▶ **Assignment**
Using the data beneath this instruction, retype only the lines from the one that contains "Annotation task — locate each instance of the standing" down to the one that contains "Annotation task — locate each instance of the black wing", both included, exactly as they appear.

***** Data for processing *****

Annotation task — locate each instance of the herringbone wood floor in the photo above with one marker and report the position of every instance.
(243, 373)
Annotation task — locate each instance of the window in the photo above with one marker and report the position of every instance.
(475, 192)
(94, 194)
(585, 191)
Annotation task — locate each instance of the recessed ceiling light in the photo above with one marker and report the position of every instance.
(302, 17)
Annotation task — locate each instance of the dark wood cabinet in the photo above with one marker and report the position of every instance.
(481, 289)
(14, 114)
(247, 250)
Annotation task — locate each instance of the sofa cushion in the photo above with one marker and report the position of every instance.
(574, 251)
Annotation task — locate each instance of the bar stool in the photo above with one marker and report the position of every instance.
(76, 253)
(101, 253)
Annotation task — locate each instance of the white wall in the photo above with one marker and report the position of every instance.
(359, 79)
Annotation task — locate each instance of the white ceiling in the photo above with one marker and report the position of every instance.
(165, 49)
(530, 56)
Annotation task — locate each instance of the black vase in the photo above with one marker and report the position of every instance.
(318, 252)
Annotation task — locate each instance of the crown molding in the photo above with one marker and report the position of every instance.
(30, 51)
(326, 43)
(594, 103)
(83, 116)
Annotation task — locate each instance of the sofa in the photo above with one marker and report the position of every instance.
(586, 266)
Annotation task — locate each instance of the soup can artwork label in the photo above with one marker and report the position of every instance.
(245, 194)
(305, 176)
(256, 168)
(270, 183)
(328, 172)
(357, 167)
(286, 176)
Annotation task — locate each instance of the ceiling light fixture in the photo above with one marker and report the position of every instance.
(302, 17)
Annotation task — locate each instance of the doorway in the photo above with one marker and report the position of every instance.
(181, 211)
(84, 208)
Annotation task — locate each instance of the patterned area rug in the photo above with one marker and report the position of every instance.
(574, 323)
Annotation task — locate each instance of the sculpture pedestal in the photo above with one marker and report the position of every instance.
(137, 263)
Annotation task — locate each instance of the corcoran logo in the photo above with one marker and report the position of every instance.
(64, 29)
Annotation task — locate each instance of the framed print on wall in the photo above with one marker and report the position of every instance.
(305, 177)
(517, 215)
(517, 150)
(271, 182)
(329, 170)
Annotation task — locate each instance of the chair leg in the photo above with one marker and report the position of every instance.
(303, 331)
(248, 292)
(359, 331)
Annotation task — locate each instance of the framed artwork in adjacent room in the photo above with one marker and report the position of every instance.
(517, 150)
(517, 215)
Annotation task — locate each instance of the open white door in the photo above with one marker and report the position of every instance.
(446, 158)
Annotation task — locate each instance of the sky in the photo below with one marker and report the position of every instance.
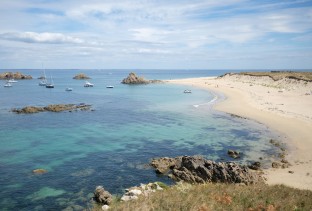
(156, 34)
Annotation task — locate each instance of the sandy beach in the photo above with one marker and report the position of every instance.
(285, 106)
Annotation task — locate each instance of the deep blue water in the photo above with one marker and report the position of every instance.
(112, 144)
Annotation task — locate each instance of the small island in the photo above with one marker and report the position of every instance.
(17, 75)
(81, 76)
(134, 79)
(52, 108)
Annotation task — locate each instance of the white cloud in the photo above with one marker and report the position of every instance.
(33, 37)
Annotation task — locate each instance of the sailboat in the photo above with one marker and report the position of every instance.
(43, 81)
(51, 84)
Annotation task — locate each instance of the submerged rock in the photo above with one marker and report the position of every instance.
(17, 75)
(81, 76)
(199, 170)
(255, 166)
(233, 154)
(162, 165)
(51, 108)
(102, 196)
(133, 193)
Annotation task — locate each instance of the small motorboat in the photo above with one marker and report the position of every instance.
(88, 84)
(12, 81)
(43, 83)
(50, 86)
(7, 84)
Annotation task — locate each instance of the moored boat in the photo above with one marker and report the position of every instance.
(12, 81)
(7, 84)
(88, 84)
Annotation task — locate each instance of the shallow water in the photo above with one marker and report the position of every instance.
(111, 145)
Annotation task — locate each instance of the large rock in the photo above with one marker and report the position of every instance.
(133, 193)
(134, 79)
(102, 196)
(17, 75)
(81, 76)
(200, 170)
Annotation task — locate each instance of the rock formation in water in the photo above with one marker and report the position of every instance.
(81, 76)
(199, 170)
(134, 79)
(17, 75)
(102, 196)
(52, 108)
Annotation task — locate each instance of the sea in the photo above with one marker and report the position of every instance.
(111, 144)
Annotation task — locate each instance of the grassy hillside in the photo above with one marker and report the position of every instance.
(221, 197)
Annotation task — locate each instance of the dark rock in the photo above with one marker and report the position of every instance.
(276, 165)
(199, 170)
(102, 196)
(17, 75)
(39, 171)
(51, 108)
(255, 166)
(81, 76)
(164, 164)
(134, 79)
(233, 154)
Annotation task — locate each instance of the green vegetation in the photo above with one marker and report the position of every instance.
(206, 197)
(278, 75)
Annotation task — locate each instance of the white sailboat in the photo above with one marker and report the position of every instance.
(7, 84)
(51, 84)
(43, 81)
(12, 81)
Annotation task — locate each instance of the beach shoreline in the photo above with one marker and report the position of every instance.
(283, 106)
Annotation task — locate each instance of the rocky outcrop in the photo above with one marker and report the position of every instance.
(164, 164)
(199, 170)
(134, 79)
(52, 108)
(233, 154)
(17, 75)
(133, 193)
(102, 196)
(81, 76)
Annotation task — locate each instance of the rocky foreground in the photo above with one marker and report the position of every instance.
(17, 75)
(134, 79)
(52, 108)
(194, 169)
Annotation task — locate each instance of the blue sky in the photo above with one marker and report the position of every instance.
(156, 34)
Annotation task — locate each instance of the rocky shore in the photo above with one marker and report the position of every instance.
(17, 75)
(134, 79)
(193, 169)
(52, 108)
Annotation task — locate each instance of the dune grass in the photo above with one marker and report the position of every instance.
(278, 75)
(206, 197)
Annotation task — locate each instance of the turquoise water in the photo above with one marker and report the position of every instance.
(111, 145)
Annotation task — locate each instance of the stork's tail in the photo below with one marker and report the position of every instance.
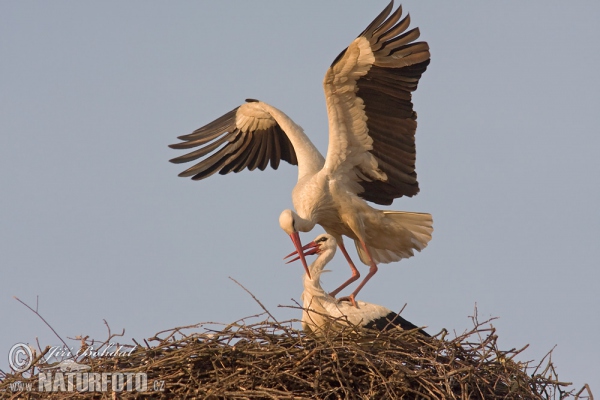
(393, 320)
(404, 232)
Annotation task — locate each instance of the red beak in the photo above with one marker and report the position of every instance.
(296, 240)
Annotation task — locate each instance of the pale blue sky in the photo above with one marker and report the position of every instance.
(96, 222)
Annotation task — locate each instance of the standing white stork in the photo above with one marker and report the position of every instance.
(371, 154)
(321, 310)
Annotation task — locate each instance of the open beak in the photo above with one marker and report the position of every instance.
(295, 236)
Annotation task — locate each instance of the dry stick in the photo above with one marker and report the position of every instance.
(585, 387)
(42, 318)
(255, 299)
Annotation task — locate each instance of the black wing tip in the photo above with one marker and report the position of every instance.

*****
***** Data for processing *****

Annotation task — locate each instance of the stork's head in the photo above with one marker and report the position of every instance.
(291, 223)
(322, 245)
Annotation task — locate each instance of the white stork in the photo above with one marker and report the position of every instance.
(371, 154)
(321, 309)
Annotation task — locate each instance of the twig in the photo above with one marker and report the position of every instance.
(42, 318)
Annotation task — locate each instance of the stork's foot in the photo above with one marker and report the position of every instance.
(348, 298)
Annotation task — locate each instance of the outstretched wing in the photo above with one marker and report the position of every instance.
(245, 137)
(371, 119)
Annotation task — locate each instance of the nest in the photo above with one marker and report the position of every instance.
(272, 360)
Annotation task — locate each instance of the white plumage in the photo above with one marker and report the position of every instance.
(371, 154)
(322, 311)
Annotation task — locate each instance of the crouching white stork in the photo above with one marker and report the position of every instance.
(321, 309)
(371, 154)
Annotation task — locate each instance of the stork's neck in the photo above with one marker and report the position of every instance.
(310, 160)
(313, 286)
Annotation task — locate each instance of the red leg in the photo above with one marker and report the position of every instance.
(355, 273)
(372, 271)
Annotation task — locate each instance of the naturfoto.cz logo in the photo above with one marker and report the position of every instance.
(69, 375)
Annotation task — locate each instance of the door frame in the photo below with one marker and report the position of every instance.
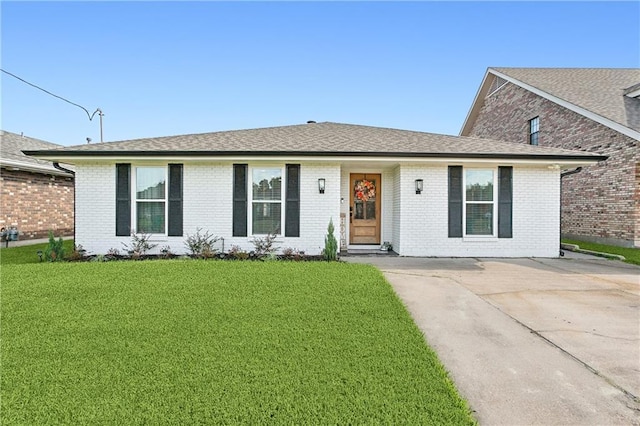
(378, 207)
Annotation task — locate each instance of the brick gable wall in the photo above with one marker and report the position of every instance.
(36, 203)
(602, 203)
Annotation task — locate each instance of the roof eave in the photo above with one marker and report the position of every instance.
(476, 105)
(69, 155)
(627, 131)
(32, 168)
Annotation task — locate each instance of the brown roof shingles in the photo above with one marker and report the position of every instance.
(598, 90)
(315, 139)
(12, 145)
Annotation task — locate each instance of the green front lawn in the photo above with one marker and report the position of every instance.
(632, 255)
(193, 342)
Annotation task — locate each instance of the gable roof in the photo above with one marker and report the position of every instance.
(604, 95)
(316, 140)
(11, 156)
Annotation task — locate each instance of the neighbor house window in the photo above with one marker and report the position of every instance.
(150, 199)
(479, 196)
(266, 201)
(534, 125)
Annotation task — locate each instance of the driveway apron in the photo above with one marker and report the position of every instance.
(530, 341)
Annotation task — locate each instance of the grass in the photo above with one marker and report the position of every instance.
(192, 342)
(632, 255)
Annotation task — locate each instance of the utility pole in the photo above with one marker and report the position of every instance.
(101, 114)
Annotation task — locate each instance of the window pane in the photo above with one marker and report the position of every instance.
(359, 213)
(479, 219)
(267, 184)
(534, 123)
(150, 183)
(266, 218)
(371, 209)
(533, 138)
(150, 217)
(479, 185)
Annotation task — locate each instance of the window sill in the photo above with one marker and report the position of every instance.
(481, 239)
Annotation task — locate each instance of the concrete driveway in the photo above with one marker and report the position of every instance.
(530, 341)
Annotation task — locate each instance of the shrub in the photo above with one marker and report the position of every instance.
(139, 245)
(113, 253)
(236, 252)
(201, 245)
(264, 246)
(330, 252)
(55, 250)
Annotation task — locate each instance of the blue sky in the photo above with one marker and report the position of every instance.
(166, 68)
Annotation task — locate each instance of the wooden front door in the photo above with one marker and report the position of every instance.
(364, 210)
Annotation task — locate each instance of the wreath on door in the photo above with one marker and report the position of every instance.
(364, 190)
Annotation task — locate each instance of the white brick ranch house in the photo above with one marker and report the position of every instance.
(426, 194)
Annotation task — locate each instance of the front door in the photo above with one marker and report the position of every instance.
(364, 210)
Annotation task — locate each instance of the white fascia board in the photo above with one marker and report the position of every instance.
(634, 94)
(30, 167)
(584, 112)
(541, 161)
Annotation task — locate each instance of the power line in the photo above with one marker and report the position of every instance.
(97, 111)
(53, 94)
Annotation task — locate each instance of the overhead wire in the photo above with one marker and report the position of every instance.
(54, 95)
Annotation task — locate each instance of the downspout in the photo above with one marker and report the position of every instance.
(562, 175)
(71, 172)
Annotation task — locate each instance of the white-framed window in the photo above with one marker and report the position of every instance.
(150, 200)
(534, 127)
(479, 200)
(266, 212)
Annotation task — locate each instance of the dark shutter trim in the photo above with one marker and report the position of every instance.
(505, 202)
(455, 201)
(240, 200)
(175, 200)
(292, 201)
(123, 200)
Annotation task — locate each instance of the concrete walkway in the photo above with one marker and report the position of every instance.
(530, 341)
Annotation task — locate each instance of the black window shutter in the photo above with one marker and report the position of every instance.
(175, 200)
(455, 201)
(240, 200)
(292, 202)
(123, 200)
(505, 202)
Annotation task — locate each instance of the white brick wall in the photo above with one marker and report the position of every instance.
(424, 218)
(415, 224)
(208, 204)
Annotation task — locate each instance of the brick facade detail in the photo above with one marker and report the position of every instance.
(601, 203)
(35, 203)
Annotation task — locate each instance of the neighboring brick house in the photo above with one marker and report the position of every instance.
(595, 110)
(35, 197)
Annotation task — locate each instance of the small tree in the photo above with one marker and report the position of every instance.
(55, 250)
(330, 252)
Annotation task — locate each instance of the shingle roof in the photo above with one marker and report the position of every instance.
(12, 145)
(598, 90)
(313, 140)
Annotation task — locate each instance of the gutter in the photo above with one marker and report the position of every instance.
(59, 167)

*****

▶ **Reply to the task**
Annotation task — locate each instance of the standing white stork in the photo above with one marker and report the position of every instance.
(371, 154)
(321, 310)
Annotation task — locate each instance of the open beak in the photo above with one marker and report the position of every instance.
(295, 236)
Annotation task — locate each instance of the dry stick in the photo above with one marker and report the position of every instance.
(585, 387)
(42, 318)
(255, 299)
Annotation task — locate each instance of the black wing tip in the photo above with one marker and report the position of every instance.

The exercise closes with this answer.